▸ **Text shown**:
▶
By the by: how many teachers with the Prenda School are thoroughly acquainted with the rhetorical education offered by Quintilian?

If "thorough acquaintance" raises expectations a bit high, how many teachers with the Prenda School have even heard of Quintilian?

(I claim no mastery of Quintilian, since Latin was dropped from public school curricula scant years before I reached secondary grades, and I attended no Roman Catholic schools and never took the first course in Latin. Nevertheless, even a cursory look into The Orator's Education would yield a number of helpful suggestions, among them foreign language instruction commencing as early as possible [Quintilian even urged Roman parents to permit their children to learn to speak Greek prior to learning to speak Latin] and devoting much study to grammar rules and vocabulary that have to be MEMORIZED.)

(--so, how developed is mnemonics instruction at Prenda School?)

She should talk to Lucy Calkins. I don’t think there is a writing program that has scaled more than her Reading and Wriring project.

Reading and *Writing* Project

Most third- and fourth-graders are happy to talk. Ask them to write something. Have them read it to you. Ask a couple of questions about what they have written. Repeat daily.

You will begin to see their strengths as writers. Praise their strengths. You will begin to see the gaps in their writing. Ask questions that gently point to eliminating those gaps.

Don't worry about spelling, punctuation, or formatting on the page.

Yes! But it's not scalable - tech men will never make billions from an algorithm this way!

I have no idea what works in practice, but i would guess you start with storytelling, then worry about mechanics

I used to acquire and develop college books on how to write for HBJ, which was at the time the most successful publisher of such books. In college anyway, and I suspect in the schools as well, most of the people teaching writing were not very good writers themselves. At the college level, most of them were graduate students more interested in literature. It's hard to teach something you don't know.

My own opinion is that reading is probably the most important preparation. You cannot tell good from bad if you have limited experience reading both. The revolution that occurred in the eighties, the move away from teaching from polished models of various kinds of good writing--for example: argument and description--seemed an improvement. This "process" approach broke the writing process into distinct stages, like discovering ideas to support a position and revision and proofreading. Writing isn't so daunting if you try to do final polishing AFTER you have laid out your ideas, illustrated them and created a logical overall structure in separate stages.

I think I have 3/4ths of what you need.

I've spend the last 7 or so years, developing and using a method to coaching executives to be better writers and more effective communicators. (I do it for people at Amazon, among other companies) It's not grammar-based. You can get a taste of it (ebook and five videos) here:

I've just created an assessment that makes the whole thing more effective. I haven't done it with kids yet, but that's been on my list from the beginning. (I have a 1st grader, so I was going to give it 2-3 more years before I dug in)

I think most all of the problems with the way writing is taught fit into three categories. 1- The feedback loop is horrible. Both slow and inconsistent. 2- Grammar is a great tool to study languages, but not a great tool for actually writing. 3- The subject is misnamed. The first draft of anything anybody writes is horrible, so the most useful topic of instruction is rewriting.
◀
▸ **Parts of the exercise**:
• a. Answer these questions about the discussion of teaching writing:
(i) Which language did Quintilian urge Roman parents to let their children learn to speak before Latin?
(ii) For which publisher did one commenter acquire and develop college books on how to write?
(iii) According to the comment listing three categories of problems, what is the most useful topic of writing instruction?
• b. Proceed with the discussion of teaching writing, picking up right after its final sentence.
The records aren't needed here.

[Point annotation records]
▶
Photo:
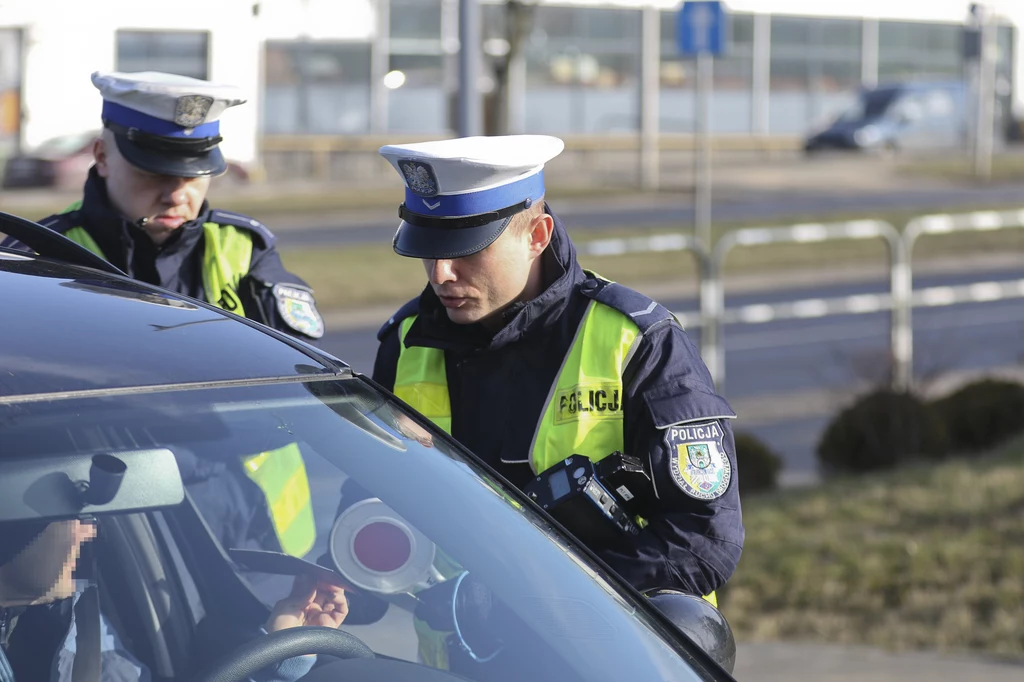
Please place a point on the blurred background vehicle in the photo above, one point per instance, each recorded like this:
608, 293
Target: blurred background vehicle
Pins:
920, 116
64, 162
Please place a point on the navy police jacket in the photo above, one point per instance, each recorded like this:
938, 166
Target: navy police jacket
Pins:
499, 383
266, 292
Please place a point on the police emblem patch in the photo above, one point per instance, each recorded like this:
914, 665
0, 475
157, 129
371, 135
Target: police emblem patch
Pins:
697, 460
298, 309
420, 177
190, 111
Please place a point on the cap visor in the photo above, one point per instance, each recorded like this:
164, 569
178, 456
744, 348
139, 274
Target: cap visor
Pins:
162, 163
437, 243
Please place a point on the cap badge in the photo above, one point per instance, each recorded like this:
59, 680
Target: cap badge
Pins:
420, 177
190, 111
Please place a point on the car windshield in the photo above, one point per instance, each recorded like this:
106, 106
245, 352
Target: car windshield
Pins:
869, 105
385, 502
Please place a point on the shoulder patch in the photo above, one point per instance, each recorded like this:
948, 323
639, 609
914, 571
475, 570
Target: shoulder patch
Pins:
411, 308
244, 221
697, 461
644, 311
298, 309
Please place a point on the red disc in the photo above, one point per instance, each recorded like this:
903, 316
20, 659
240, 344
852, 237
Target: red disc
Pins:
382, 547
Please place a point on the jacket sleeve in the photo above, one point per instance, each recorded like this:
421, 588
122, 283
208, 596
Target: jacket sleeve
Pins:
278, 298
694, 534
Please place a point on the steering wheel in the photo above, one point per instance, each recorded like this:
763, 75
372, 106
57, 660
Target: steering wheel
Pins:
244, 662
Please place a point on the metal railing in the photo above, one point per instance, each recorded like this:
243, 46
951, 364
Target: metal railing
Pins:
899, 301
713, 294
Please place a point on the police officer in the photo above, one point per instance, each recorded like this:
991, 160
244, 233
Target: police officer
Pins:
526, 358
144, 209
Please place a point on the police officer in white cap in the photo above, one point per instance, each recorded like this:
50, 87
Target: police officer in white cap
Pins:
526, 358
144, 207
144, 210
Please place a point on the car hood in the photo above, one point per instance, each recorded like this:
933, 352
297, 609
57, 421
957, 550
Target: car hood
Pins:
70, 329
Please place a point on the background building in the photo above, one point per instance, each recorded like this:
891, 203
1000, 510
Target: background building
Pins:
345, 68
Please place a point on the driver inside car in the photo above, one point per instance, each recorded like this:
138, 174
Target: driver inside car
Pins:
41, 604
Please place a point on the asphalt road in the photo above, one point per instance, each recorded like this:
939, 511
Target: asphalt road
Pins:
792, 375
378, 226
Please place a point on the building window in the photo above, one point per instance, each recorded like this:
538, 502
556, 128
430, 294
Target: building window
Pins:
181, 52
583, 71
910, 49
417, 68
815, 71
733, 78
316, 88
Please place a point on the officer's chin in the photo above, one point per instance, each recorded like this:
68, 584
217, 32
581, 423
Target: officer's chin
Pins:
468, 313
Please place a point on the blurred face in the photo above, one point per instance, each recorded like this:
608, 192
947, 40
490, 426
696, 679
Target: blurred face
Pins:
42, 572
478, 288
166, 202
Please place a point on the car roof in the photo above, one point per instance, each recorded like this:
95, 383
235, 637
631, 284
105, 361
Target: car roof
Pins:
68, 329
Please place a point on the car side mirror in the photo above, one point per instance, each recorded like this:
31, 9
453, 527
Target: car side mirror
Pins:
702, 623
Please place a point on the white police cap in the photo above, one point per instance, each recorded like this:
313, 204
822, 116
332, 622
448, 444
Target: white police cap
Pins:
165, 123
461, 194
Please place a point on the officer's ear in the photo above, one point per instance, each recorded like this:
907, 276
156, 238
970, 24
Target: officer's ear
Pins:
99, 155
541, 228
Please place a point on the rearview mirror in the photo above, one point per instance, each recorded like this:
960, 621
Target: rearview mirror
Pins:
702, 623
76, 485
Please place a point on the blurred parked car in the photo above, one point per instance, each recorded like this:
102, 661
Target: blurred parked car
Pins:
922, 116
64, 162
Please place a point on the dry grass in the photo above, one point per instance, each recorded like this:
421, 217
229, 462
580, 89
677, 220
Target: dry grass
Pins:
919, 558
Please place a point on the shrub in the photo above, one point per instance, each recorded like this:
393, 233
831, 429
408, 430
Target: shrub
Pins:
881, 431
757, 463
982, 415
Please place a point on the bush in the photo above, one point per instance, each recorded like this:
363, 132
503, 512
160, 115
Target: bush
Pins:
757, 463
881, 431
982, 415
◀
▸ **Answers to the problems**:
• a.
(i) Greek
(ii) HBJ
(iii) Rewriting

• b.
The way you make all of this scalable is you have kids teach each other in a kind of ladder. The feedback and coaching mechanism is to have a person write, ask them some questions about what they were trying to convey, then show them/come up with ways it could have been written more efficiently. This certainly works for creative writing. (e.g. Here's how that scene you wrote could work faster and have more emotion) but it is excellent for persuasive and technical writing. Everything I have is in service of making the goal clearer (what is good writing?) and the feedback more specific.

I'm making some videos to explain the assessment and more method, but the easiest thing to do is for us to just have a chat. I'm sincerely happy to help. Contact form:

I'm a former journalist and one of the things I found appealling at that age was a phony "Danger: Mutant death rays inside" warning on a book.

That taught me that with a few words, I could create an image way beyond my ability to draw.

If I was giving that assignment, I'd ask the young students to describe on paper a movie scene they would love to see. If that's too tough, they could alternatively describe their favorite TV or movie scene.

A follow up could be to reword what they wrote to use fewer words but preserve the story.

Just noticed the Prenda School - second round of funding coming soon?

I think it is dubious that "good writing" can be taught as an area of study (besides grammar and the like) because good writing is clear thinking and that is probably not a skill that can be taught. It is further dubious that your typical grade school teacher has these skills either so the quest is farcical.

My high school creative writing class was one of the best writing classes I ever had. We covered every type of creative writing, starting with a list of metaphors and similes.
More importantly, we had to do three drafts of everything we wrote, even if the final draft was identical to the first draft. Good writing is rewriting. I would copy this class if I were teaching writing to kids.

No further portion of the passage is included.